'''

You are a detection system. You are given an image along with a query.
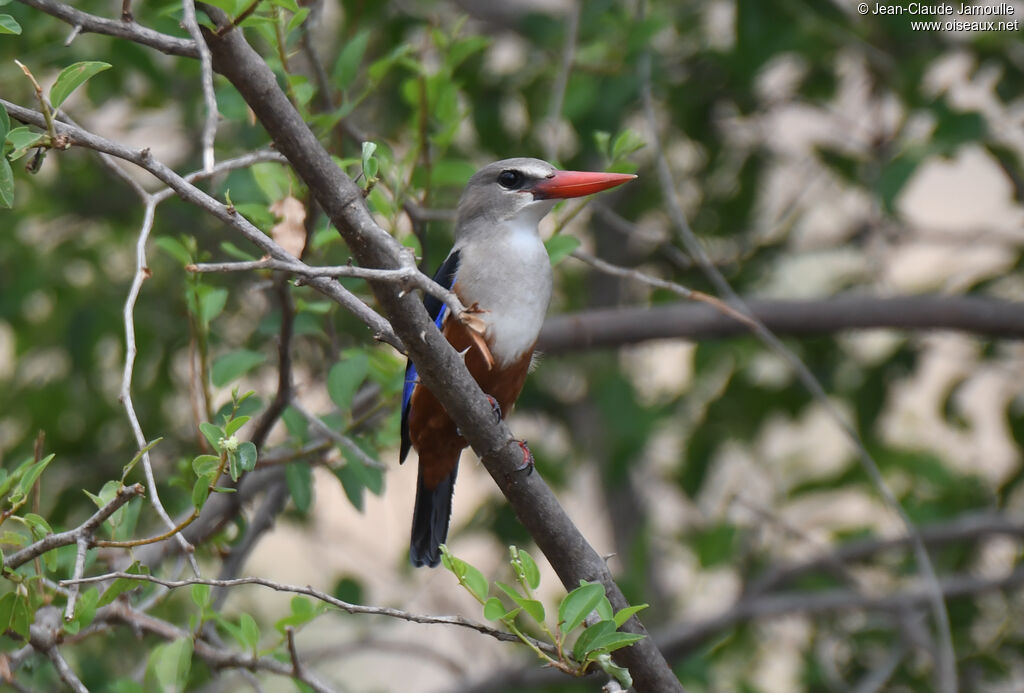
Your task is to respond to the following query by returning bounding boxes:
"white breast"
[456,224,551,366]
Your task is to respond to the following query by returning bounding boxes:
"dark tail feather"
[409,464,459,568]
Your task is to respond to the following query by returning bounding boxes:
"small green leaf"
[0,14,22,36]
[239,440,259,472]
[566,620,615,661]
[50,60,111,109]
[193,454,220,478]
[327,351,370,412]
[544,233,580,267]
[518,549,541,590]
[558,582,602,633]
[0,157,14,209]
[191,477,210,510]
[199,287,227,326]
[285,462,313,515]
[224,417,252,437]
[362,142,378,180]
[483,597,505,620]
[611,129,647,162]
[199,421,226,450]
[585,620,646,659]
[249,162,294,205]
[0,103,10,144]
[7,126,45,162]
[148,638,193,693]
[463,563,487,602]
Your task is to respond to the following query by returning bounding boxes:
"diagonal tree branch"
[538,296,1024,354]
[195,8,682,691]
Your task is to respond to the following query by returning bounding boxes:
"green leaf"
[150,638,193,693]
[285,462,313,515]
[199,287,227,326]
[0,14,22,35]
[191,477,210,510]
[495,581,545,623]
[239,440,259,472]
[327,351,370,412]
[18,452,55,495]
[7,126,45,162]
[191,584,212,609]
[249,162,294,204]
[558,582,602,633]
[210,349,266,387]
[332,29,370,91]
[0,157,14,209]
[566,620,615,661]
[50,60,111,109]
[614,604,650,629]
[193,454,220,478]
[199,421,227,450]
[517,549,541,590]
[588,621,646,658]
[483,597,505,620]
[611,129,647,162]
[155,235,191,265]
[0,592,14,631]
[544,233,580,267]
[224,417,252,437]
[65,587,99,633]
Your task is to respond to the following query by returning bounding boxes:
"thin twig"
[60,571,555,653]
[3,484,145,570]
[120,196,199,575]
[542,2,582,161]
[18,0,199,57]
[185,257,466,317]
[0,98,403,350]
[181,0,218,173]
[292,399,387,470]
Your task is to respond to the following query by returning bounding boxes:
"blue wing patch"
[398,251,459,464]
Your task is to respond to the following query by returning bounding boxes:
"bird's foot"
[515,440,536,476]
[487,395,502,421]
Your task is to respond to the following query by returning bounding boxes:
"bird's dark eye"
[498,169,522,190]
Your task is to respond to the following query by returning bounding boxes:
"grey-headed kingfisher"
[400,159,636,566]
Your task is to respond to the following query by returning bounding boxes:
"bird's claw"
[515,440,536,476]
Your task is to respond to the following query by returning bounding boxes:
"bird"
[399,158,636,567]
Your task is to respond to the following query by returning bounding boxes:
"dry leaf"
[270,196,306,257]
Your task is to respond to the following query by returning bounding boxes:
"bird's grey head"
[456,158,558,234]
[456,158,636,243]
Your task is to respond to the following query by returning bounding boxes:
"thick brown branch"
[195,10,682,691]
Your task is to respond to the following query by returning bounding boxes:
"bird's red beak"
[531,171,636,200]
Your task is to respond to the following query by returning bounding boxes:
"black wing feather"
[398,250,459,464]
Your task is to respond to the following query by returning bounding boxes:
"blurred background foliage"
[0,0,1024,691]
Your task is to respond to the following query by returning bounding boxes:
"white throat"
[456,214,555,366]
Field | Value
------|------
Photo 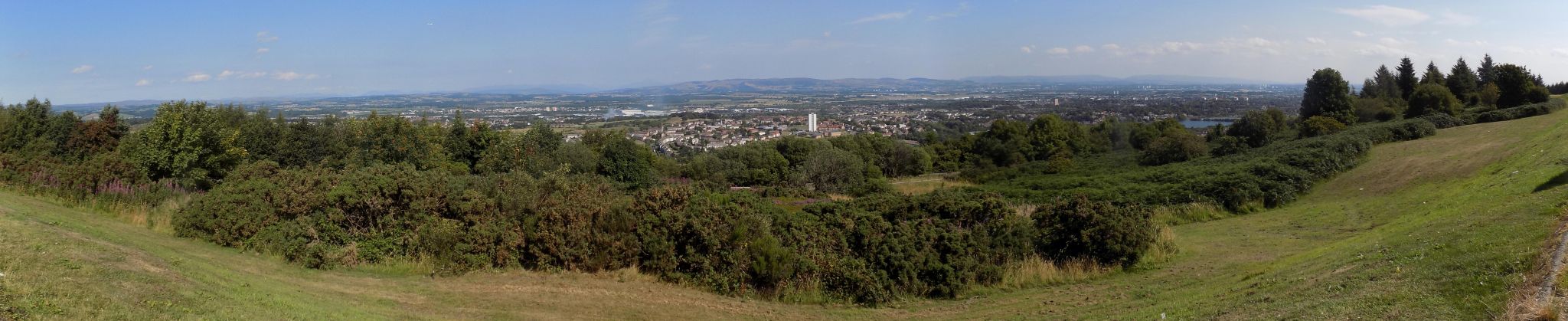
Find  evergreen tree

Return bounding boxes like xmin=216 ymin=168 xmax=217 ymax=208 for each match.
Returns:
xmin=1372 ymin=64 xmax=1405 ymax=102
xmin=1475 ymin=55 xmax=1498 ymax=87
xmin=1394 ymin=57 xmax=1416 ymax=100
xmin=1444 ymin=58 xmax=1480 ymax=102
xmin=1420 ymin=61 xmax=1444 ymax=84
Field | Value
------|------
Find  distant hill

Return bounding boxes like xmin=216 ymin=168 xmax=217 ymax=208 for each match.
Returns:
xmin=461 ymin=84 xmax=603 ymax=94
xmin=962 ymin=75 xmax=1272 ymax=84
xmin=610 ymin=78 xmax=974 ymax=94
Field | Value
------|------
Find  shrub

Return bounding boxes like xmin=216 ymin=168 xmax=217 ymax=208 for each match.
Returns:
xmin=1034 ymin=195 xmax=1155 ymax=266
xmin=1302 ymin=116 xmax=1345 ymax=138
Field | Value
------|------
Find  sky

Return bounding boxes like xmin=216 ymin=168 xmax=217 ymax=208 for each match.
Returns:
xmin=0 ymin=0 xmax=1568 ymax=103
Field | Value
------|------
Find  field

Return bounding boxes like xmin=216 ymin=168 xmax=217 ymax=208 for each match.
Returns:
xmin=0 ymin=113 xmax=1568 ymax=319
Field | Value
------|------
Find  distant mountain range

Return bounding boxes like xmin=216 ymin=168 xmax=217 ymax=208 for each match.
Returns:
xmin=57 ymin=75 xmax=1278 ymax=111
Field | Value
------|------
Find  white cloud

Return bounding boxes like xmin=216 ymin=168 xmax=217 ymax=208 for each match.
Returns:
xmin=182 ymin=72 xmax=211 ymax=83
xmin=273 ymin=72 xmax=317 ymax=81
xmin=1161 ymin=41 xmax=1203 ymax=53
xmin=1377 ymin=38 xmax=1416 ymax=47
xmin=925 ymin=2 xmax=969 ymax=22
xmin=1442 ymin=38 xmax=1490 ymax=47
xmin=636 ymin=0 xmax=681 ymax=45
xmin=1438 ymin=9 xmax=1480 ymax=25
xmin=256 ymin=31 xmax=277 ymax=42
xmin=850 ymin=9 xmax=914 ymax=25
xmin=1334 ymin=5 xmax=1432 ymax=27
xmin=1354 ymin=44 xmax=1420 ymax=58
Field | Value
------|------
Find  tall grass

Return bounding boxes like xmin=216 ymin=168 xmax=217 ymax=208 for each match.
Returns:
xmin=999 ymin=255 xmax=1116 ymax=288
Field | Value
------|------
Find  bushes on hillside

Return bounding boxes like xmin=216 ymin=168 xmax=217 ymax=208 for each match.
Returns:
xmin=980 ymin=119 xmax=1436 ymax=211
xmin=1475 ymin=99 xmax=1568 ymax=123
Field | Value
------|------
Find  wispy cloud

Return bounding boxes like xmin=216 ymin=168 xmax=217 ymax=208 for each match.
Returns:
xmin=256 ymin=31 xmax=277 ymax=42
xmin=925 ymin=2 xmax=969 ymax=22
xmin=181 ymin=72 xmax=211 ymax=83
xmin=1438 ymin=9 xmax=1480 ymax=25
xmin=636 ymin=0 xmax=681 ymax=45
xmin=850 ymin=9 xmax=914 ymax=25
xmin=273 ymin=72 xmax=317 ymax=81
xmin=1334 ymin=5 xmax=1432 ymax=27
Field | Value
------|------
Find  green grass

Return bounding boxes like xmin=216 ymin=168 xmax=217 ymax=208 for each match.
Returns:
xmin=0 ymin=113 xmax=1568 ymax=319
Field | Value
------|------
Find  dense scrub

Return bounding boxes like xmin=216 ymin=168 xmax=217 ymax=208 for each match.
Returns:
xmin=980 ymin=119 xmax=1436 ymax=211
xmin=1475 ymin=99 xmax=1568 ymax=123
xmin=174 ymin=162 xmax=1154 ymax=304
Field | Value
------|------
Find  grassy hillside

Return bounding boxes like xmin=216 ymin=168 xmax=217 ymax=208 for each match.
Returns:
xmin=0 ymin=108 xmax=1568 ymax=319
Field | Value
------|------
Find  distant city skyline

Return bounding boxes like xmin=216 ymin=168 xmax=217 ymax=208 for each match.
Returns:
xmin=0 ymin=2 xmax=1568 ymax=103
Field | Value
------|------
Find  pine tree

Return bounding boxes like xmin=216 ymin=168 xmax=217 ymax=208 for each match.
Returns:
xmin=1444 ymin=58 xmax=1480 ymax=102
xmin=1420 ymin=61 xmax=1444 ymax=84
xmin=1475 ymin=55 xmax=1498 ymax=87
xmin=1396 ymin=57 xmax=1416 ymax=100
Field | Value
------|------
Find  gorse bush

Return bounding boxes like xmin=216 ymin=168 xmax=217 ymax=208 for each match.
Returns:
xmin=977 ymin=119 xmax=1436 ymax=211
xmin=1475 ymin=99 xmax=1568 ymax=123
xmin=174 ymin=162 xmax=1152 ymax=304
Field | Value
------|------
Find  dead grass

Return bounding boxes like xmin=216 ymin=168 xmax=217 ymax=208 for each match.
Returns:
xmin=1001 ymin=255 xmax=1116 ymax=288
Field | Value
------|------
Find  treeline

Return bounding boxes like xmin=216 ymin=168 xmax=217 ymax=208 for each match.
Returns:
xmin=175 ymin=162 xmax=1154 ymax=304
xmin=681 ymin=135 xmax=932 ymax=195
xmin=0 ymin=100 xmax=1155 ymax=306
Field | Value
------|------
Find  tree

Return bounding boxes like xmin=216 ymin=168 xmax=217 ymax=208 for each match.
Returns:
xmin=1475 ymin=83 xmax=1502 ymax=106
xmin=1227 ymin=110 xmax=1284 ymax=147
xmin=1302 ymin=67 xmax=1357 ymax=123
xmin=1138 ymin=129 xmax=1209 ymax=165
xmin=599 ymin=135 xmax=654 ymax=188
xmin=124 ymin=100 xmax=247 ymax=188
xmin=1031 ymin=195 xmax=1155 ymax=266
xmin=1494 ymin=64 xmax=1546 ymax=108
xmin=1394 ymin=57 xmax=1416 ymax=100
xmin=1475 ymin=55 xmax=1498 ymax=86
xmin=1372 ymin=66 xmax=1405 ymax=102
xmin=1420 ymin=61 xmax=1446 ymax=84
xmin=799 ymin=147 xmax=865 ymax=192
xmin=1302 ymin=116 xmax=1345 ymax=138
xmin=1405 ymin=83 xmax=1462 ymax=117
xmin=1444 ymin=58 xmax=1480 ymax=102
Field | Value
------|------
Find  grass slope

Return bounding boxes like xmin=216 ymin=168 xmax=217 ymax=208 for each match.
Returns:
xmin=0 ymin=113 xmax=1568 ymax=319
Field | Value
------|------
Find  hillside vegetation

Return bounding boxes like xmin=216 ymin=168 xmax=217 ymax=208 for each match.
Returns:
xmin=0 ymin=100 xmax=1568 ymax=319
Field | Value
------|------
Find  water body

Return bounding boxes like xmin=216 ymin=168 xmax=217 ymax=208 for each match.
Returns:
xmin=1181 ymin=120 xmax=1231 ymax=129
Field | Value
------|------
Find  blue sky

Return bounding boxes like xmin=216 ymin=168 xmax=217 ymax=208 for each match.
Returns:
xmin=0 ymin=0 xmax=1568 ymax=103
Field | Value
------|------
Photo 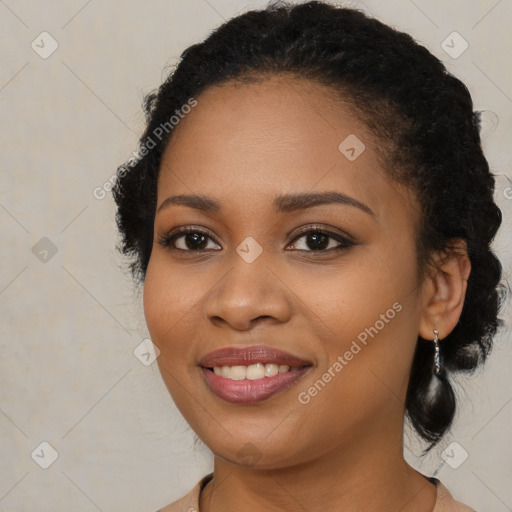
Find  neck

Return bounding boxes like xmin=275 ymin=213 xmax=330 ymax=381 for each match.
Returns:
xmin=199 ymin=418 xmax=436 ymax=512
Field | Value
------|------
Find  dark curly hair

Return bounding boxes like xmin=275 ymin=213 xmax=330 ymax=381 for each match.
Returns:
xmin=113 ymin=1 xmax=505 ymax=453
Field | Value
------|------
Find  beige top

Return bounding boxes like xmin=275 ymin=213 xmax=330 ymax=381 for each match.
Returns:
xmin=157 ymin=473 xmax=475 ymax=512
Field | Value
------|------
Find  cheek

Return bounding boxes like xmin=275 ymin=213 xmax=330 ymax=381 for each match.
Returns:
xmin=143 ymin=255 xmax=204 ymax=364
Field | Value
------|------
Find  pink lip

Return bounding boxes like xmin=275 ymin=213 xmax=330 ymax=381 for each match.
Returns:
xmin=199 ymin=345 xmax=312 ymax=368
xmin=200 ymin=345 xmax=312 ymax=404
xmin=202 ymin=366 xmax=311 ymax=404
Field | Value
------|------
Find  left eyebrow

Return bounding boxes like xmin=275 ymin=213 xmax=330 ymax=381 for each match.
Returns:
xmin=157 ymin=191 xmax=375 ymax=217
xmin=274 ymin=191 xmax=375 ymax=217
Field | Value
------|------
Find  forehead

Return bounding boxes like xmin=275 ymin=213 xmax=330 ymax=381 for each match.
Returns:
xmin=158 ymin=76 xmax=412 ymax=220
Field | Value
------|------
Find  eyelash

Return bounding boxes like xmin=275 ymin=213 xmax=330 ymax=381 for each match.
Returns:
xmin=157 ymin=226 xmax=356 ymax=254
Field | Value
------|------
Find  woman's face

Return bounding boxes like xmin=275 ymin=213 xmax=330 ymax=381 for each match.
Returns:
xmin=144 ymin=77 xmax=422 ymax=468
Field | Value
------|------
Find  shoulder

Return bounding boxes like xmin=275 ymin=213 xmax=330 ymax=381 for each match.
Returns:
xmin=431 ymin=478 xmax=476 ymax=512
xmin=157 ymin=473 xmax=213 ymax=512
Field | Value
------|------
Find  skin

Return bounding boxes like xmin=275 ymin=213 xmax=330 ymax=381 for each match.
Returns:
xmin=144 ymin=76 xmax=470 ymax=512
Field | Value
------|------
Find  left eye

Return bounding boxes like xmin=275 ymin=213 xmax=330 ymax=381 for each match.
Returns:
xmin=286 ymin=229 xmax=354 ymax=252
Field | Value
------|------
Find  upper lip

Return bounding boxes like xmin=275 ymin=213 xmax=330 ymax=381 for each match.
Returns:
xmin=199 ymin=345 xmax=312 ymax=368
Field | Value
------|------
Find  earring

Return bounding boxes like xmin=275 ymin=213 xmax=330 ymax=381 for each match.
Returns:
xmin=434 ymin=329 xmax=441 ymax=375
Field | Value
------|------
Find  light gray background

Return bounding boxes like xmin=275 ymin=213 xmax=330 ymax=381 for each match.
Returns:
xmin=0 ymin=0 xmax=512 ymax=512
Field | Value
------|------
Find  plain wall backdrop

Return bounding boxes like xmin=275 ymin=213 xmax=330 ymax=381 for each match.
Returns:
xmin=0 ymin=0 xmax=512 ymax=512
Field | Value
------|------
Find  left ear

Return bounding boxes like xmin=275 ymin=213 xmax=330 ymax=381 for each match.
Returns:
xmin=419 ymin=238 xmax=471 ymax=340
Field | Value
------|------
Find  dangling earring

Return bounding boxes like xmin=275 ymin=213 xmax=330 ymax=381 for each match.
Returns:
xmin=434 ymin=329 xmax=441 ymax=375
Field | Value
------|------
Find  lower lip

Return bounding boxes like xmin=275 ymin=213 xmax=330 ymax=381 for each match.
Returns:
xmin=202 ymin=366 xmax=311 ymax=404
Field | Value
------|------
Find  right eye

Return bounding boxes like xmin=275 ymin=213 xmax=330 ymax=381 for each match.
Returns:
xmin=157 ymin=226 xmax=219 ymax=252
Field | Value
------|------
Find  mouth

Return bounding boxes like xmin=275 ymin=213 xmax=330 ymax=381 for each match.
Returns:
xmin=199 ymin=345 xmax=313 ymax=404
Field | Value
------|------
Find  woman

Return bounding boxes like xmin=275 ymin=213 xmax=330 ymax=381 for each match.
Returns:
xmin=114 ymin=2 xmax=502 ymax=512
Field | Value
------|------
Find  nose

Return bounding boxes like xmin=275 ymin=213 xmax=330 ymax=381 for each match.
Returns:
xmin=206 ymin=249 xmax=292 ymax=331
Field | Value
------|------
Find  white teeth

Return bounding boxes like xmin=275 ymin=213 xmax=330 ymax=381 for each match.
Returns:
xmin=213 ymin=363 xmax=300 ymax=380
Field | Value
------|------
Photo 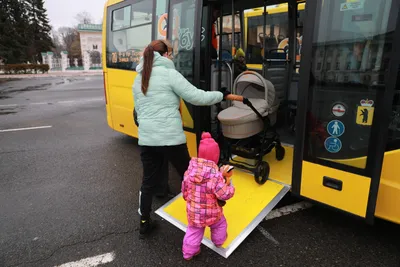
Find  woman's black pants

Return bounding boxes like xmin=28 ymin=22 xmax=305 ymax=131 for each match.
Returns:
xmin=139 ymin=144 xmax=190 ymax=218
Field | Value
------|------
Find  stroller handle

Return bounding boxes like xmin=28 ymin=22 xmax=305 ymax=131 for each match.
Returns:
xmin=226 ymin=94 xmax=244 ymax=102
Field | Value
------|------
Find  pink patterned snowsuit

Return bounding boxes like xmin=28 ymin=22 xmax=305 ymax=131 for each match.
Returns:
xmin=182 ymin=158 xmax=235 ymax=259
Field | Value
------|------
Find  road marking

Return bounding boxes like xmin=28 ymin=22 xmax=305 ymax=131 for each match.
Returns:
xmin=0 ymin=126 xmax=53 ymax=133
xmin=57 ymin=252 xmax=115 ymax=267
xmin=57 ymin=98 xmax=104 ymax=104
xmin=265 ymin=201 xmax=312 ymax=220
xmin=257 ymin=225 xmax=279 ymax=246
xmin=0 ymin=104 xmax=17 ymax=108
xmin=0 ymin=98 xmax=104 ymax=108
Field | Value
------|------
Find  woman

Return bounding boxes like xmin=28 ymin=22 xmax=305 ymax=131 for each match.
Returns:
xmin=133 ymin=40 xmax=228 ymax=241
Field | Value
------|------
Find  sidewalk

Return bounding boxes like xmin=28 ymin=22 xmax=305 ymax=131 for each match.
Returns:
xmin=0 ymin=70 xmax=103 ymax=80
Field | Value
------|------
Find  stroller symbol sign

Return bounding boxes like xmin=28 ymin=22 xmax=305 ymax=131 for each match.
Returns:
xmin=325 ymin=136 xmax=342 ymax=153
xmin=326 ymin=120 xmax=345 ymax=137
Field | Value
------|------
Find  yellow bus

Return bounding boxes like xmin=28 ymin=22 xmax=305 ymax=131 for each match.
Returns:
xmin=103 ymin=0 xmax=400 ymax=257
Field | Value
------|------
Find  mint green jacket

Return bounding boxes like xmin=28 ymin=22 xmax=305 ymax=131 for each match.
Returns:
xmin=133 ymin=52 xmax=223 ymax=146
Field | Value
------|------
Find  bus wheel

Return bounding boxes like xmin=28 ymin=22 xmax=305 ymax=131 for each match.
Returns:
xmin=275 ymin=145 xmax=285 ymax=161
xmin=254 ymin=161 xmax=270 ymax=185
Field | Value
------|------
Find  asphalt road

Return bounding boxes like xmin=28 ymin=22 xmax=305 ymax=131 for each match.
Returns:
xmin=0 ymin=76 xmax=400 ymax=267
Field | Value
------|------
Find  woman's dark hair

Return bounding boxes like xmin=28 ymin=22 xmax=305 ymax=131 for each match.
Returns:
xmin=142 ymin=40 xmax=169 ymax=95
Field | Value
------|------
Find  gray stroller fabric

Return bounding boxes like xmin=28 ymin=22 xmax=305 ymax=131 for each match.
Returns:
xmin=218 ymin=72 xmax=279 ymax=139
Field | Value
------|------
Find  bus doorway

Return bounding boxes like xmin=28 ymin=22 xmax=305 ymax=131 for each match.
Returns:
xmin=156 ymin=0 xmax=400 ymax=257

'''

*What the task asks:*
Can you give everything from the start of the entries up to and including the line with "[409,464,459,568]" as a two-column CSV with the headers input and output? Put one row per entry, wrap each field in quotes, replace line breaks with spaces, and leave the pictures out.

*Expected answer:*
input,output
"You are a detection system. You are given an image along with a query. Your task is to respond to the following query by returning bounding boxes: ""white breast""","[456,224,551,366]"
"Your task is to respond to the following query by returning bounding boxes: ""dark tail feather""","[409,464,459,568]"